◆ **ФРАГМЕНТ ТЕКСТА**:
Маруся Климова
ПРОЗАИК ВЛАДИМИР СОРОКИН ЖЕЛАЕТ ПИТЕРСКИМ ЧИТАТЕЛЯМ И ПИСАТЕЛЯМ ПОБОЛЬШЕ ХОДИТЬ В КИНО

Московский прозаик Владимир Сорокин олицетворяет собой целое направление отечественной словесности, которое, по аналогии с параллельным кино (пародирующим приемы традиционного и массового кино) лучше всего можно было бы обозначить как "параллельная литература". В 70-е и 80-е годы Сорокин активно печатался в самиздатовских отечественных журналах и на Западе. Его произведения ("Очередь", "Норма", "Последняя любовь Марины") переведены на все основные европейские языки. В свое время вхождение его романа "Сердца четырех" в шорт-лист первой Букеровской премии в России наделало много шума... Но сам Сорокин до сих пор редкий гость не только в Петербурге, но и на страницах питерской прессы...

-- Владимир, вы сейчас в качестве сценариста работаете над фильмом "Москва". Расскажите, что это будет за фильм.

-- Артикулировать этот фильм сейчас для меня довольно сложно, так как я нахожусь внутри ситуации. Но я думаю, что это будет некий сон о московской жизни. Я очень люблю сны, хотя когда два года назад писался сценарий, мы не предполагали, что это будет сон.

-- А почему вы решили работать именно с Зельдовичем?

-- Зельдович в свое время снял короткометражный фильм "Воительница" с Крючковой. А восемь лет назад -- "Закат" по Бабелю. Для дебюта, мне кажется, это совсем неплохо. Это такое нормальное европейское кино. Фильм кочевал по разным фестивалям. Потом у него наступила пауза, и, кажется, она была не случайна. За эти годы он проделал большую внутреннюю работу. Так что "Москву" и "Закат" сравнивать, конечно, трудно.

◆ **ФРАГМЕНТ ДАННЫХ**:
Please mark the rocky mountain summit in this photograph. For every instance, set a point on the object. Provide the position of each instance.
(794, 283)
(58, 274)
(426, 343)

◆ **ЗАДАЧИ ДЛЯ РАБОТЫ**:
[A] Повторите дословно отрывок из интервью с Владимиром Сорокиным, начиная со слов "-- Артикулировать этот" и заканчивая словами "это будет сон.".
[B] Перечислите все названия фильмов, которые упоминаются в интервью с Владимиром Сорокиным.

◆ **ОТВЕТЫ ПО ЗАДАНИЯМ**:
[A]
-- Артикулировать этот фильм сейчас для меня довольно сложно, так как я нахожусь внутри ситуации. Но я думаю, что это будет некий сон о московской жизни. Я очень люблю сны, хотя когда два года назад писался сценарий, мы не предполагали, что это будет сон.

[B] «Москва», «Воительница», «Закат».